Data items:
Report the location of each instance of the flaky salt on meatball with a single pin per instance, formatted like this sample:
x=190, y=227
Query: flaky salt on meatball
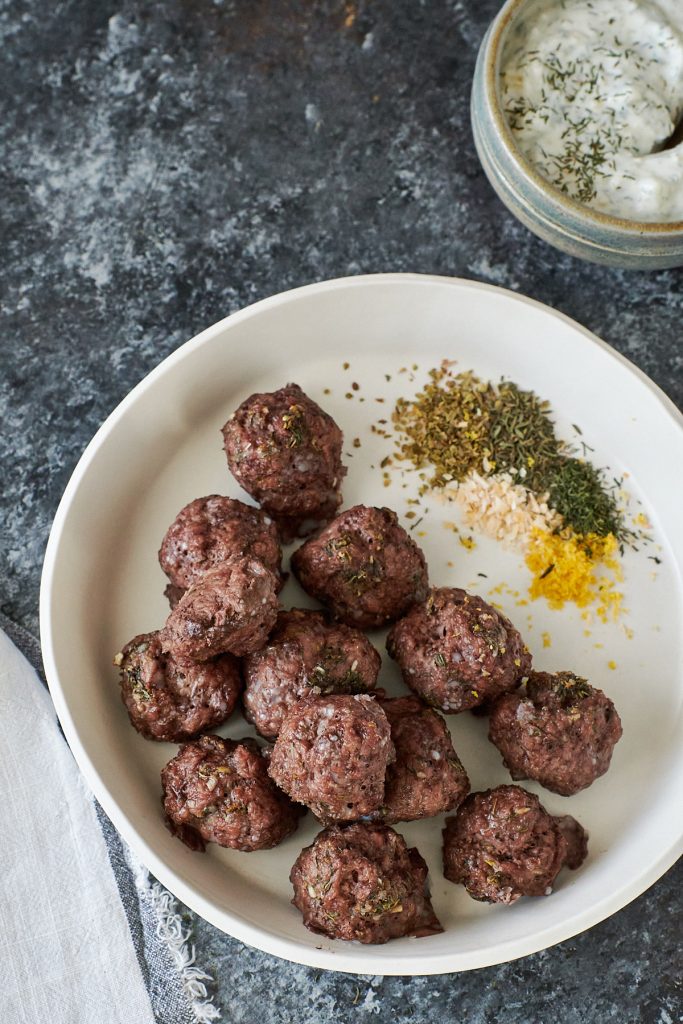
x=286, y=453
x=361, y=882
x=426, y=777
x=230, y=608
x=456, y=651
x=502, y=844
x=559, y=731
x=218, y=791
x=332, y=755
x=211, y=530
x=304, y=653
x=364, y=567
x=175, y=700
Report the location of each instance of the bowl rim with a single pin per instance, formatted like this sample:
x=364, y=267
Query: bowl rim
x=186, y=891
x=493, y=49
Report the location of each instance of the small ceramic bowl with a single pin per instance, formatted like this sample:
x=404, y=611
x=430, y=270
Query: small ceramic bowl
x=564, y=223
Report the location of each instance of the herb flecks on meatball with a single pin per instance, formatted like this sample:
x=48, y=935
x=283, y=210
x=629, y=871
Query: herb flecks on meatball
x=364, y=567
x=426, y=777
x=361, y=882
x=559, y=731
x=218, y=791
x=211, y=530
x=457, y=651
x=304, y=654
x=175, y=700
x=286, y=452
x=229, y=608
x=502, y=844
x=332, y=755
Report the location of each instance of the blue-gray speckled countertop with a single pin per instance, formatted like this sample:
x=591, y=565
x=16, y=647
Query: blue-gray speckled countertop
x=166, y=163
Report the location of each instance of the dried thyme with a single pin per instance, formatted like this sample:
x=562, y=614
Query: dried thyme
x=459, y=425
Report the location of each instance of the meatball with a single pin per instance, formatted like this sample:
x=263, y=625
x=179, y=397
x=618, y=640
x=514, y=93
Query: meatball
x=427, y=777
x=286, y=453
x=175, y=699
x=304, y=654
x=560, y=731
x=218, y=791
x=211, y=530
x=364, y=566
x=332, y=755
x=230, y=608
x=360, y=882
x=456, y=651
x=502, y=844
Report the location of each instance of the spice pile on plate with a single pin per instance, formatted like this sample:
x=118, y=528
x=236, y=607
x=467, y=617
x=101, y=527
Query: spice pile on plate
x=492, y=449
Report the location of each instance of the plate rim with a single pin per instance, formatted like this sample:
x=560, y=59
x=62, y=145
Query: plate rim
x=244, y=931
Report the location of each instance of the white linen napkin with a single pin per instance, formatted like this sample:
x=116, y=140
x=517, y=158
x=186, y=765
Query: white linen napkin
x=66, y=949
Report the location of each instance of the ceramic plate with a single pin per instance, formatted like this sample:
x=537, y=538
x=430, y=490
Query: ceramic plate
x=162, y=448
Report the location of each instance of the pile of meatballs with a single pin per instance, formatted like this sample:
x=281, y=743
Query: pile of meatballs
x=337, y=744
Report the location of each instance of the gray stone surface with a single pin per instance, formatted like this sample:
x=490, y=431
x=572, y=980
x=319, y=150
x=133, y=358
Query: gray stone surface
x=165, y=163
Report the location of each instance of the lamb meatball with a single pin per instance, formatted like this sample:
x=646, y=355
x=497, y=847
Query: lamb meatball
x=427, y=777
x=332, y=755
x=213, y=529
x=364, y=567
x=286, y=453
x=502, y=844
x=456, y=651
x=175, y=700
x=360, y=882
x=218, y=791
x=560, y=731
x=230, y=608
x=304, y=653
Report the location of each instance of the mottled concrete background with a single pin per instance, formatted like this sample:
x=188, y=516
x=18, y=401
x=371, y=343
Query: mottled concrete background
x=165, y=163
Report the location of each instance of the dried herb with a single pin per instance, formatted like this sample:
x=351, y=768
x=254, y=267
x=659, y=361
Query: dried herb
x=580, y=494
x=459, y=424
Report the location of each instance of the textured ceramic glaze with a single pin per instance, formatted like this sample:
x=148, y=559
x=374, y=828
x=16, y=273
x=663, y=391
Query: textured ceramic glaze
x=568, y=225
==
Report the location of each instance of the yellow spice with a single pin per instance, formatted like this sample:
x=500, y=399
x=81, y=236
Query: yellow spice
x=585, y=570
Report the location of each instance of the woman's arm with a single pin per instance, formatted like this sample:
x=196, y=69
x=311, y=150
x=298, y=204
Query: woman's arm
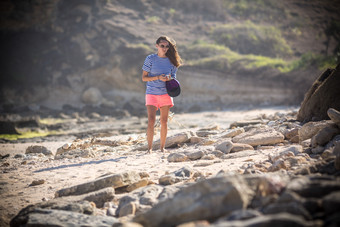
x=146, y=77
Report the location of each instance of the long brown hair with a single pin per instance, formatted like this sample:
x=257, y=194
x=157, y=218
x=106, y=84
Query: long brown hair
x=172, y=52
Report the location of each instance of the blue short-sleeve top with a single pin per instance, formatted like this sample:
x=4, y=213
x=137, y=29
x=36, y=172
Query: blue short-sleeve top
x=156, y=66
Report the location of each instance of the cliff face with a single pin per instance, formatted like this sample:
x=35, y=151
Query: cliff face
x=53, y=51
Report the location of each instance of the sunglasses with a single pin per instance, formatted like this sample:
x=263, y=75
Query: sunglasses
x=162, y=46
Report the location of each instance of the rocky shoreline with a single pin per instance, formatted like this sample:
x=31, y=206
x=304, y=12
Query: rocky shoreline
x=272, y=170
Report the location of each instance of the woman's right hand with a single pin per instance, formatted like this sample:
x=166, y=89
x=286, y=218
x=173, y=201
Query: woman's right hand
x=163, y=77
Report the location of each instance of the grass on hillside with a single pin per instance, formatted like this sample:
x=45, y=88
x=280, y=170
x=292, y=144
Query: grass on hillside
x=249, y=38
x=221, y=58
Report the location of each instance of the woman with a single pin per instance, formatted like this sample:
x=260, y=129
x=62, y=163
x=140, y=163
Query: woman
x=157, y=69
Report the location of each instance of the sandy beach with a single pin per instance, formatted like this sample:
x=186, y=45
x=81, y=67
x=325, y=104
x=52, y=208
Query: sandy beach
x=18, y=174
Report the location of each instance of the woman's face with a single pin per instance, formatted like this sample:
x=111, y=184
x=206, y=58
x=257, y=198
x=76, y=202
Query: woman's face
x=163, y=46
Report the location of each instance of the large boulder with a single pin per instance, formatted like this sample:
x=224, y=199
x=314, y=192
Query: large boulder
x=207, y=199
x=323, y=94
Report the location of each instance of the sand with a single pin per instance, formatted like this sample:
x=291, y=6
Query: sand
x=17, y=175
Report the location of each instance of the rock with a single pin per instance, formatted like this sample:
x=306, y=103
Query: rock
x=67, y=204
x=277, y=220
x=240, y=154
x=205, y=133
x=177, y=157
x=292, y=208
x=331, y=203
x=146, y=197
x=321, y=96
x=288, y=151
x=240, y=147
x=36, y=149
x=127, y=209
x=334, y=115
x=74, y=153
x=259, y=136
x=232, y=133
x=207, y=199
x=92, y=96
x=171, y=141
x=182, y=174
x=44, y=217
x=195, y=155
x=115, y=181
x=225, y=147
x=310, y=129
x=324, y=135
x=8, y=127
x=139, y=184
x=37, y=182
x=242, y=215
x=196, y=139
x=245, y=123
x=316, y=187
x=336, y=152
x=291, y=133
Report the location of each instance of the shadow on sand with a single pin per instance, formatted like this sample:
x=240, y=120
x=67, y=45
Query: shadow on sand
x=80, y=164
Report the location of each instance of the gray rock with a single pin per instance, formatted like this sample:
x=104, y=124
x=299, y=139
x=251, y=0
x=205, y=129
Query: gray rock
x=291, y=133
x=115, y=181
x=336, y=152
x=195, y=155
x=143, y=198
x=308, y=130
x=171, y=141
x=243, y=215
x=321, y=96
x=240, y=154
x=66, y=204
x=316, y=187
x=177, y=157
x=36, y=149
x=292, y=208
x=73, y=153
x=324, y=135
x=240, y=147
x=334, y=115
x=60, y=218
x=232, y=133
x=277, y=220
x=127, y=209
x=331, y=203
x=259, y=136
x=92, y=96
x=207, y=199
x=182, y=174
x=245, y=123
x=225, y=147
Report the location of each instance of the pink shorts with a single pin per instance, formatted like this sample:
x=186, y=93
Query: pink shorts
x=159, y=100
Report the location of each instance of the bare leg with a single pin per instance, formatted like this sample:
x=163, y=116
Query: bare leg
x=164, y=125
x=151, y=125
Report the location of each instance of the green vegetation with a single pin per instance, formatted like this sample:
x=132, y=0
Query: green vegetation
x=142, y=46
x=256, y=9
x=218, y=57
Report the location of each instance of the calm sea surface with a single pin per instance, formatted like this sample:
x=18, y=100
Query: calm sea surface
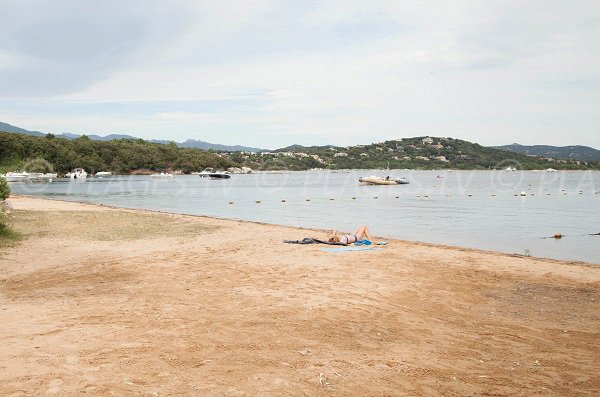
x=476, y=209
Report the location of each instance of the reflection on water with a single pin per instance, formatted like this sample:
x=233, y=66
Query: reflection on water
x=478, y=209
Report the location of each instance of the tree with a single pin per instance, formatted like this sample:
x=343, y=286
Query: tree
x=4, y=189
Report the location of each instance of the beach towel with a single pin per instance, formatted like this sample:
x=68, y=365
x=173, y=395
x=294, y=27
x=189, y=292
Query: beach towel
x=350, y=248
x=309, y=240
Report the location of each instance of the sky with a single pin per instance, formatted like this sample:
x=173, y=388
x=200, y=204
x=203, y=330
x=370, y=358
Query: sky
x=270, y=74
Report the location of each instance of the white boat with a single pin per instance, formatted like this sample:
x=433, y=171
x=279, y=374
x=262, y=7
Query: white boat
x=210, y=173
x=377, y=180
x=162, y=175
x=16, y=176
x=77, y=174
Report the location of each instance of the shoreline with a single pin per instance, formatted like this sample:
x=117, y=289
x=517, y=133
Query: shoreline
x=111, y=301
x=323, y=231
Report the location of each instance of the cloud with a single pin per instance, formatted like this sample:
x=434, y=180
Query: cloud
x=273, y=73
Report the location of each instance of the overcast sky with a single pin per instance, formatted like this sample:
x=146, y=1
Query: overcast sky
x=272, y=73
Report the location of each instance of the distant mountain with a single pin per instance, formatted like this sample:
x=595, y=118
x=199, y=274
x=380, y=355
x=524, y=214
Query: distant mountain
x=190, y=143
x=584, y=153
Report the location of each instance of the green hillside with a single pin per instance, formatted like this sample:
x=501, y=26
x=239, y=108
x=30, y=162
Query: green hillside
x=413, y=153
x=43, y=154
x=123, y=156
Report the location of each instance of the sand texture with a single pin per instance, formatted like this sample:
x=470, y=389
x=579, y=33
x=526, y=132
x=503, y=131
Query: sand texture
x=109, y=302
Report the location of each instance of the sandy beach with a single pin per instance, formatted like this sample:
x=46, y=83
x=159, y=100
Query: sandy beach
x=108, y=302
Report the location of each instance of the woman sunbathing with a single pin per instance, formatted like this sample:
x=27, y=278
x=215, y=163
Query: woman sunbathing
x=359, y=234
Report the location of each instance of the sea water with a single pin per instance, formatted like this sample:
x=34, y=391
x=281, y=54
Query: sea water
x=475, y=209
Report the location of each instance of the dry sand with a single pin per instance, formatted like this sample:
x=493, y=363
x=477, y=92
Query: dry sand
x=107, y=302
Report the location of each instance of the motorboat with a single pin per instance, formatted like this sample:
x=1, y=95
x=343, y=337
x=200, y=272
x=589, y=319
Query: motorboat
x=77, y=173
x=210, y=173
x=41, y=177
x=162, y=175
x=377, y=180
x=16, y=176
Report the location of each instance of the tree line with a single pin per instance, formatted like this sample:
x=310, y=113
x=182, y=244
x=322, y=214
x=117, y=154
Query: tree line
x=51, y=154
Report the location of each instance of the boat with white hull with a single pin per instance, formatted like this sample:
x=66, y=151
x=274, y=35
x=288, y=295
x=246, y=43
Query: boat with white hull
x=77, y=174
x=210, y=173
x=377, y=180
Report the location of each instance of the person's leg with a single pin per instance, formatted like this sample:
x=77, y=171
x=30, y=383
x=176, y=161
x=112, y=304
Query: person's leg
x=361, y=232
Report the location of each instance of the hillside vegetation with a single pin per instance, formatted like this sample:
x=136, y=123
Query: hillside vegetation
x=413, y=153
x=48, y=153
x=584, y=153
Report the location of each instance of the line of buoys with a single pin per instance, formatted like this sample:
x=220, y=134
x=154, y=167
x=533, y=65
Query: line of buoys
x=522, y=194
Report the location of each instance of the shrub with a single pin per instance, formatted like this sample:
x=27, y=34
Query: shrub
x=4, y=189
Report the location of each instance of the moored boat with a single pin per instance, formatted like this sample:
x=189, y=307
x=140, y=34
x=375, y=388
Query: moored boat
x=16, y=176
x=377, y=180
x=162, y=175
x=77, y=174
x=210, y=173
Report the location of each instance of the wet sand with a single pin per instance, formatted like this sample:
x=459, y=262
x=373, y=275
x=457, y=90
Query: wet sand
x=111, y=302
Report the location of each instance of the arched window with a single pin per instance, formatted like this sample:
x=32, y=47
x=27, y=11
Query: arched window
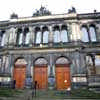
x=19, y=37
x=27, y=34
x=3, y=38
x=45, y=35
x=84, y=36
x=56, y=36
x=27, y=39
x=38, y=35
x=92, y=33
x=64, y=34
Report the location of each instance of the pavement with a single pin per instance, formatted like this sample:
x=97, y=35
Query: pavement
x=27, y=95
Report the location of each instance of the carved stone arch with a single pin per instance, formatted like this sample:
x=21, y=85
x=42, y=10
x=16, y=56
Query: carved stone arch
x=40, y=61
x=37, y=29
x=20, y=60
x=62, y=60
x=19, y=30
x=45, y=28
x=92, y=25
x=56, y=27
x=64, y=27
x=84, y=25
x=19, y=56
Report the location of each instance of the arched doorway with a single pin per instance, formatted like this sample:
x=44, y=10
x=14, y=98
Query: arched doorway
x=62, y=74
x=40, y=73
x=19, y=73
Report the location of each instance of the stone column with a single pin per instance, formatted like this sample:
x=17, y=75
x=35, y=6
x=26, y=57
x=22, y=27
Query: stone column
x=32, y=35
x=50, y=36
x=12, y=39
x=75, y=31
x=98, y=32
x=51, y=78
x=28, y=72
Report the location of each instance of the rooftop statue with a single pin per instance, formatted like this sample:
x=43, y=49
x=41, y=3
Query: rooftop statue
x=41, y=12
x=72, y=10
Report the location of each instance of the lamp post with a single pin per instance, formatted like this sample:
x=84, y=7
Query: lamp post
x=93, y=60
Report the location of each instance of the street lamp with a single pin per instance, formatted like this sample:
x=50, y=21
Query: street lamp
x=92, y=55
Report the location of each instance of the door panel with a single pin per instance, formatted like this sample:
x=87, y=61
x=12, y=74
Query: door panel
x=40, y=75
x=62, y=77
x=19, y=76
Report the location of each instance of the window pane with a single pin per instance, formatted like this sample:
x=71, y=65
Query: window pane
* * *
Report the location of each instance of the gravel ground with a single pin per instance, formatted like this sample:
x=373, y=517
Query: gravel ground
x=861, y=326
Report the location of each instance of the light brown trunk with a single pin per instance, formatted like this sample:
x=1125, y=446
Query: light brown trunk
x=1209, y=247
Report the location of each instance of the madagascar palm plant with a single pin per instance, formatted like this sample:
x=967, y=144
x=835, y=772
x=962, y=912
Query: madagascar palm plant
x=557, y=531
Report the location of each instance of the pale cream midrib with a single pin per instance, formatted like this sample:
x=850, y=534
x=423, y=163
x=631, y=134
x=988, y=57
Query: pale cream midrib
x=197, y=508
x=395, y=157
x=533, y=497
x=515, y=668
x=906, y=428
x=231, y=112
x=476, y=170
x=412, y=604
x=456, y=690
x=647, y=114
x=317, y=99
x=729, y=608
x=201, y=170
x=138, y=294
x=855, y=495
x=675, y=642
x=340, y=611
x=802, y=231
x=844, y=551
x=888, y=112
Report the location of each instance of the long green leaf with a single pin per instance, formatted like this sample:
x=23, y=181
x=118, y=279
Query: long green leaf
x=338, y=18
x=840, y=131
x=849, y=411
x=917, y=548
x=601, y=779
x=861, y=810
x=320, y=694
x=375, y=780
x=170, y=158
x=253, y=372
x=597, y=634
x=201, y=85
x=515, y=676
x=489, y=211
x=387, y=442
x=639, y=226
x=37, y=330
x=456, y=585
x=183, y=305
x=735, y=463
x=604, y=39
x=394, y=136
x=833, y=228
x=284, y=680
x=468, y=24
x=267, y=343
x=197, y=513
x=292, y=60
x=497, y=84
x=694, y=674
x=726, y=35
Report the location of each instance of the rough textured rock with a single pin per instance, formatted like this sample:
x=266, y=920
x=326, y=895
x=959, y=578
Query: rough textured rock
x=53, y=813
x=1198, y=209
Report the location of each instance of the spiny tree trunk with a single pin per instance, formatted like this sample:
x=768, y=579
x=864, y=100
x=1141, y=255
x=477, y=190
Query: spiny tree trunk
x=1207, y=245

◆ **GIVEN REQUEST**:
Copy out the data items word for word, beginning at the line containing "Report the location of each instance of the boat" and ending at the line containing "x=111, y=302", with both of those lines included.

◆ **SOLUTION TO THIS TASK**:
Report the location of each instance of the boat with white hull with a single pin per instance, formatted like this sample:
x=66, y=151
x=274, y=35
x=288, y=295
x=246, y=43
Query: boat with white hull
x=77, y=174
x=210, y=173
x=377, y=180
Report the location of each instance of the person's leg with a single pin per instance, formatted like this sample:
x=77, y=171
x=30, y=383
x=176, y=161
x=112, y=304
Query: person's leg
x=361, y=232
Report the location of each instance of the hillside vegetation with a single pin per instance, formatted like this sample:
x=136, y=123
Query: hillside vegetation
x=413, y=153
x=48, y=153
x=584, y=153
Report the location of each instance of the line of buoys with a single pin per instance, formatted like this sample:
x=220, y=134
x=154, y=167
x=533, y=65
Query: line of buoys
x=522, y=194
Report the location of each instance of the shrub with a single pin per instance, formatted like this sample:
x=27, y=34
Query: shrub
x=4, y=189
Report the location of each instance of the moored boat with a single pin per instance, formatted like this sample:
x=189, y=307
x=140, y=34
x=375, y=388
Query: moored boat
x=16, y=176
x=377, y=180
x=162, y=175
x=77, y=174
x=210, y=173
Report the location of each instance of the wet sand with a single pin per instance, formatted like this sample:
x=459, y=262
x=373, y=275
x=457, y=90
Query: wet sand
x=111, y=302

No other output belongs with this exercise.